A run of records
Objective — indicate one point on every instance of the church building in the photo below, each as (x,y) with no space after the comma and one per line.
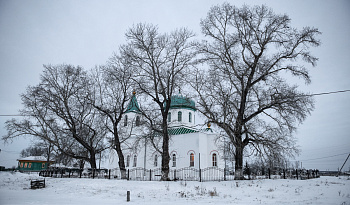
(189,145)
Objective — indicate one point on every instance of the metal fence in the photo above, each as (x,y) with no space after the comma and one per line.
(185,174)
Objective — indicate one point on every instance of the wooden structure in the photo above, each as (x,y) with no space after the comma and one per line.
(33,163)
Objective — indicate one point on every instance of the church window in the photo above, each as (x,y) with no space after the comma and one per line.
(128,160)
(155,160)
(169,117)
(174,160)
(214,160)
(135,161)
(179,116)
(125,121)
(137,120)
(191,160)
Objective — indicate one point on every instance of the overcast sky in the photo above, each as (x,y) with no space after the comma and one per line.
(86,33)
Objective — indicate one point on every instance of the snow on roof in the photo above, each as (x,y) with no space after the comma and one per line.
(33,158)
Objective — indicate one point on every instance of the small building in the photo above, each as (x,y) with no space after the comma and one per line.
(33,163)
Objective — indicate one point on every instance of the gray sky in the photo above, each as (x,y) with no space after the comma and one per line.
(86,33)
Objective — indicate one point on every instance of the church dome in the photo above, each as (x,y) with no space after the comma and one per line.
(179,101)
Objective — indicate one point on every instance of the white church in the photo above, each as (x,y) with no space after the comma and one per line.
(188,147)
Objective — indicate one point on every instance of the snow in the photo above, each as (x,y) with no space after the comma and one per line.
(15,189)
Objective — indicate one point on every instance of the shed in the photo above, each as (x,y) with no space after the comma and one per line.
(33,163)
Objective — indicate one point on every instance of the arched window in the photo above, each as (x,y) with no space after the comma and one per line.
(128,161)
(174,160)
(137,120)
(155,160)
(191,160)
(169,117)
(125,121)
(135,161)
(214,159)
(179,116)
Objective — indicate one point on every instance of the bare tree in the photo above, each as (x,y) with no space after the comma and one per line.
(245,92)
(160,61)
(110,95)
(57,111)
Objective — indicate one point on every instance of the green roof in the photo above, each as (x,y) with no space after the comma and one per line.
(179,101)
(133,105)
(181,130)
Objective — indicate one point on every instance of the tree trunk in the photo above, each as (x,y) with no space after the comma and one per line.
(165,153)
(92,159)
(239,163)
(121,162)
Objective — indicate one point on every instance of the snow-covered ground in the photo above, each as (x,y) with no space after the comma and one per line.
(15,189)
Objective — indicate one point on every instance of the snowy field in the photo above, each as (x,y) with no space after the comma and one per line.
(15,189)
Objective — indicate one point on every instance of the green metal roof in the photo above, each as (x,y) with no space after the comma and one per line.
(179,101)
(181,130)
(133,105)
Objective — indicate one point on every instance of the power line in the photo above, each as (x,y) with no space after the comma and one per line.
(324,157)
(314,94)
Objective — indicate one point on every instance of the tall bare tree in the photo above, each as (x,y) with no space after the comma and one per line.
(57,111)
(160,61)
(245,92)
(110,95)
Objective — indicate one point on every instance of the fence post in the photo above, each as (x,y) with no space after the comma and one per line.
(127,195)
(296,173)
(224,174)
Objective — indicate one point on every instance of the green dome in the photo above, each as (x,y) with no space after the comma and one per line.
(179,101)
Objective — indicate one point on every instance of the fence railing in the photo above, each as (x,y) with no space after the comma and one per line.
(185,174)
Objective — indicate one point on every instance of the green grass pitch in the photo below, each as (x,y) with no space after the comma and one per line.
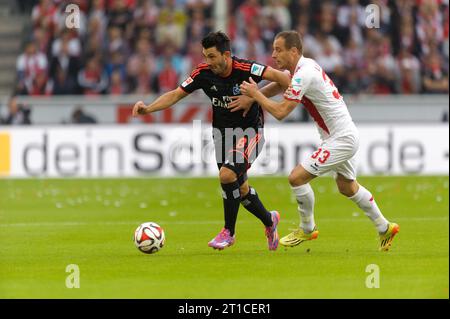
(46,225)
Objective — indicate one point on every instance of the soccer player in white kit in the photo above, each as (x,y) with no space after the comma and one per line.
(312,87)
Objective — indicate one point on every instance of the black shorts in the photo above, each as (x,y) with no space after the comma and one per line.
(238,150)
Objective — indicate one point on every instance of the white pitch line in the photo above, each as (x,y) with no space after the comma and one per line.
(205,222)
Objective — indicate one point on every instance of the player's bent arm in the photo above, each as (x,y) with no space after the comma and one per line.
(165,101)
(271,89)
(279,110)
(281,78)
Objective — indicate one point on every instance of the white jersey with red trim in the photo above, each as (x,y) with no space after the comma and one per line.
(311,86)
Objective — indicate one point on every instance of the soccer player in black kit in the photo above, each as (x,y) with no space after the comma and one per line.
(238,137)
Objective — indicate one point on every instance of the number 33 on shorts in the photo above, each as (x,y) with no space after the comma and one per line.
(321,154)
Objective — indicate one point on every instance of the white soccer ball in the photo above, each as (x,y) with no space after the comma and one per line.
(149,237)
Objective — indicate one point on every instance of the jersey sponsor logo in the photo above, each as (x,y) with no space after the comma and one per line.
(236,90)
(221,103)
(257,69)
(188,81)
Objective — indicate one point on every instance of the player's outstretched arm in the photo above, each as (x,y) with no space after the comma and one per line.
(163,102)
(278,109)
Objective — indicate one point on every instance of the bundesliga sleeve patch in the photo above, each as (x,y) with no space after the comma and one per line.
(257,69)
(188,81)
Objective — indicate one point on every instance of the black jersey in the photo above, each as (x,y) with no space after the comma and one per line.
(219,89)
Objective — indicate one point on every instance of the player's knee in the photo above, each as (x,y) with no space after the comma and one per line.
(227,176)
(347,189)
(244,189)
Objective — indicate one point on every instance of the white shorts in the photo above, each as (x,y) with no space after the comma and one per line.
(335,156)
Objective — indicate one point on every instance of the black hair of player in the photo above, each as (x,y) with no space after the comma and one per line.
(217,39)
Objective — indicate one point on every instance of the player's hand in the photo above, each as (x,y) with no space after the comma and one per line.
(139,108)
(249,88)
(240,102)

---

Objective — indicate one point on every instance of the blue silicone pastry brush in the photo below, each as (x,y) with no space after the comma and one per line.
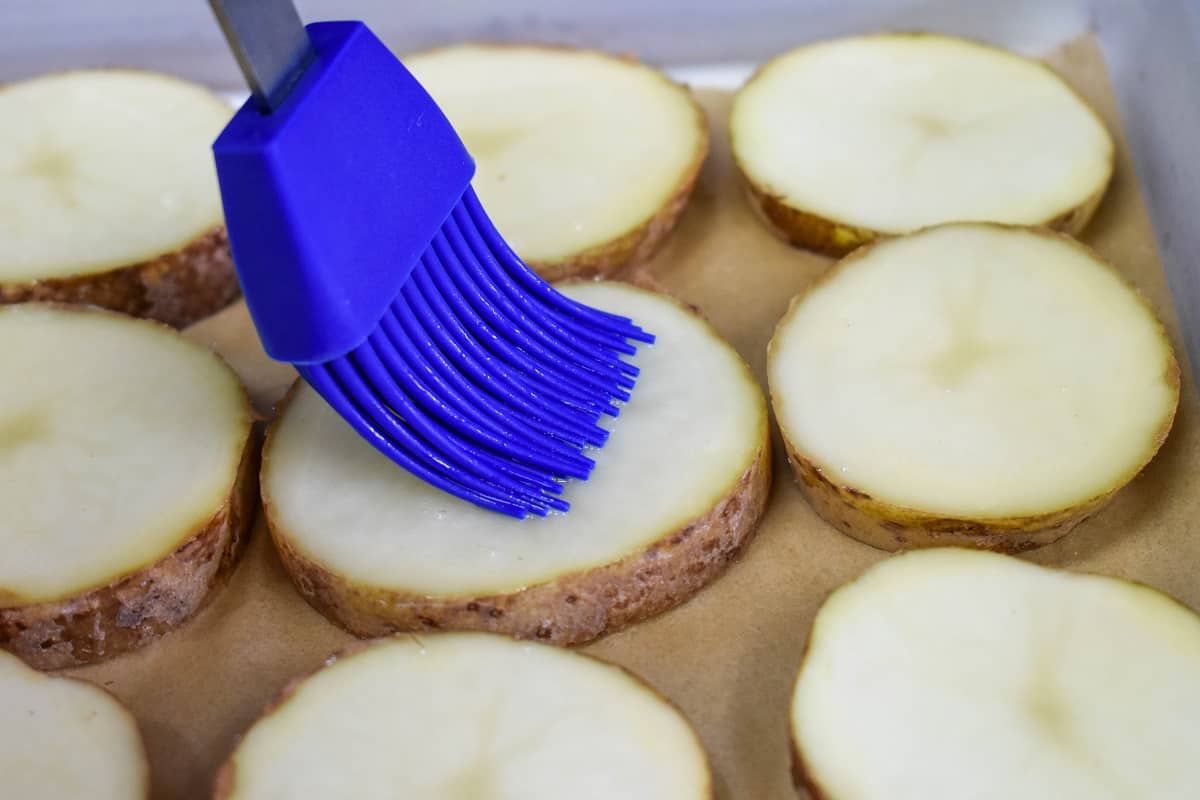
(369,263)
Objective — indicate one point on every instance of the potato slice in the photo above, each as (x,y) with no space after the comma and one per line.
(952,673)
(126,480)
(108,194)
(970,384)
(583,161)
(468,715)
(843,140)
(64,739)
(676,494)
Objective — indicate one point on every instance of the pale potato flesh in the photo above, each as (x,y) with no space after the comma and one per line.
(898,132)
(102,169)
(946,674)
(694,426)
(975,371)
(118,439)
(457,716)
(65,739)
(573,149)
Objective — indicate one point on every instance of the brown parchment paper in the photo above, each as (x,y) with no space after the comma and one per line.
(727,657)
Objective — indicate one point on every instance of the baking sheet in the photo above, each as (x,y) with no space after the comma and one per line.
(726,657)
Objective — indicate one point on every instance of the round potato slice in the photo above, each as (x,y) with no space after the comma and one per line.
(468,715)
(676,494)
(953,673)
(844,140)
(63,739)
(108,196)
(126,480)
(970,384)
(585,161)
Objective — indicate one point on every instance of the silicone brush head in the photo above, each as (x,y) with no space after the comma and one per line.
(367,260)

---

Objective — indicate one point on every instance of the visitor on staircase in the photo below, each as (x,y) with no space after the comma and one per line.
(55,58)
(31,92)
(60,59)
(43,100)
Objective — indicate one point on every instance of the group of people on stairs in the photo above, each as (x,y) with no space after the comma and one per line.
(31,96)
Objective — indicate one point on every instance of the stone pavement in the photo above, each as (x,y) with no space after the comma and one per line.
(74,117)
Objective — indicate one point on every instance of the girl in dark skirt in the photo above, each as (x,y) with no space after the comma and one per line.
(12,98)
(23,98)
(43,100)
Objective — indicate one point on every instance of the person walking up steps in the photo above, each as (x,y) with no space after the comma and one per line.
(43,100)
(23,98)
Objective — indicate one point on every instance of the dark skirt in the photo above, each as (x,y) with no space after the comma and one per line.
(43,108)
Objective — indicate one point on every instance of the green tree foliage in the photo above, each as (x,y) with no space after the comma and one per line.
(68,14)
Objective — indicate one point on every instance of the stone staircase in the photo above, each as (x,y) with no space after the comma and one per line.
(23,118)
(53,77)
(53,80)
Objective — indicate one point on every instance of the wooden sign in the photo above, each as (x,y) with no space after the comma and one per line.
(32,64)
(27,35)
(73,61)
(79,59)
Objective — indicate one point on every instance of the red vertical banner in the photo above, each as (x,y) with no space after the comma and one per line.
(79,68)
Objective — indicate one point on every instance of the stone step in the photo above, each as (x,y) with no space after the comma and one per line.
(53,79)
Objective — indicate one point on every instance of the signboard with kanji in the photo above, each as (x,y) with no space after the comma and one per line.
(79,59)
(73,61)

• Exercise aim: Identify every line in the records that contains the word "green", and copy each of those lines out in full.

• Complete response:
Objective — indicate one point on every instance of the green roof in the photo above, each as (x,y) with no space after the comma and one per line.
Objective — indicate one point on every instance of the green metal roof in the photo above, each as (x,y) with no space after the comma and one per line.
Objective — indicate one point on every instance of the green dome in the photo above, each as (x,y) with no space after the comma and one per line.
Objective — indicate one point on every instance of the green grass pitch in the photo below, each as (x,y) with no space after the comma and one per line.
Objective — indicate one point on every instance of the green tree foliage in the photo above, each as (x,y) with no space after the comma and one per line.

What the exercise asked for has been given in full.